## Dataset extract
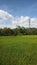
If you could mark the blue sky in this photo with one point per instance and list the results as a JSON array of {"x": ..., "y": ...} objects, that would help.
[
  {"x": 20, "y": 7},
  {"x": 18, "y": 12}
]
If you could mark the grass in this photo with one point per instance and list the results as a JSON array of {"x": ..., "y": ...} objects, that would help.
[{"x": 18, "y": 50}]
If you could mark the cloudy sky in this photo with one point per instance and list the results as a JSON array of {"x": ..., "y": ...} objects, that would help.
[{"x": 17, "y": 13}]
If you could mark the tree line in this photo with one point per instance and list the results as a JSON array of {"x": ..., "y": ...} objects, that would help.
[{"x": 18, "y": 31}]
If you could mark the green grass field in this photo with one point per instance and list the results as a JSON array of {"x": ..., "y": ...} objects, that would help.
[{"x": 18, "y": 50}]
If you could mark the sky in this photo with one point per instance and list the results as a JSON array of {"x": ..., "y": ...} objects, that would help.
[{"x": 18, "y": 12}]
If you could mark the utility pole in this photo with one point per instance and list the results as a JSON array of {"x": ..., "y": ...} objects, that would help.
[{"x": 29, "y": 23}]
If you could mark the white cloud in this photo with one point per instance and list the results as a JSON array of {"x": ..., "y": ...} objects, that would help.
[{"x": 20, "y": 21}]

---

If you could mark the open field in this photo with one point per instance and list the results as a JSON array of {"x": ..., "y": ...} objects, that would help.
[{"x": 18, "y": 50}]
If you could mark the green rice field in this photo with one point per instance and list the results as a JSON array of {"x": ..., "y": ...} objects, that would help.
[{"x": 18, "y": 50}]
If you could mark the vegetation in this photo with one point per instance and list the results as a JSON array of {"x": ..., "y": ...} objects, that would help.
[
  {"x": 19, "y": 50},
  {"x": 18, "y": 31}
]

## Prompt
Report each line of the data above that contains the word "green", copying every such line in full.

## Result below
If you could mark the green grass field in this photo with one point per instance and list the results as a JSON array of {"x": ..., "y": ...} objects, that would help.
If you could mark the green rice field in this photo with one point per instance and list the results as a JSON array of {"x": ..., "y": ...} objects, that would help.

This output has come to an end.